[start]

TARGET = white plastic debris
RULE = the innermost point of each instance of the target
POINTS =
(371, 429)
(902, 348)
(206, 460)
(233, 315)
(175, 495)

[end]

WHAT YOU NEED TO DO:
Reproduce every line of the records above verbatim, keeping the original order and formatting.

RESULT OF THE EXERCISE:
TARGET = white plastic debris
RULE = the innermost point of each instance of the target
POINTS =
(371, 429)
(902, 348)
(206, 460)
(233, 315)
(175, 495)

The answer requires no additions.